The data follows this line. Copy verbatim the line with "Reviewer note: confirm that every instance of the countertop" and each line after it to the end.

[Excerpts from a dataset]
_ _ _ _

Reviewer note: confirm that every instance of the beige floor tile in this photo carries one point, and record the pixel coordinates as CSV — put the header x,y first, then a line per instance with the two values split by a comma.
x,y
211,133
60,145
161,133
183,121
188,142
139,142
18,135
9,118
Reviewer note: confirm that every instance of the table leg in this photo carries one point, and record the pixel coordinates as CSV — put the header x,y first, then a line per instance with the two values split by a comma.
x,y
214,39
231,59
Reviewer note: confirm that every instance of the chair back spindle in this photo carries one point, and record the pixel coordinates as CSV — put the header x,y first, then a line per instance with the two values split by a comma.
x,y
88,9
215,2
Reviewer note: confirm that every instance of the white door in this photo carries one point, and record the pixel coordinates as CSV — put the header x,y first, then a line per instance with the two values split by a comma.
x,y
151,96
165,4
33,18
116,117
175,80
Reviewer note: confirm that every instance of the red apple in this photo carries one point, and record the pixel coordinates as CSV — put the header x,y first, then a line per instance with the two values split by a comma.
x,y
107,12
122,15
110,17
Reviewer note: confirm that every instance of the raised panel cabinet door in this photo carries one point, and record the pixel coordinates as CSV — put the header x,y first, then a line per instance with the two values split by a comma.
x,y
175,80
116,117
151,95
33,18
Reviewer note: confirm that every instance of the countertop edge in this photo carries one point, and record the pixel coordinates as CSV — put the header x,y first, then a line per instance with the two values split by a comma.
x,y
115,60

_ _ _ _

→ **TASK RESULT**:
Reviewer note: confirm that every instance of the countertop edge in this photo carries one point, and record the pixel coordinates as CSV — put the header x,y first, then a line per instance with the two values split by a comma.
x,y
115,60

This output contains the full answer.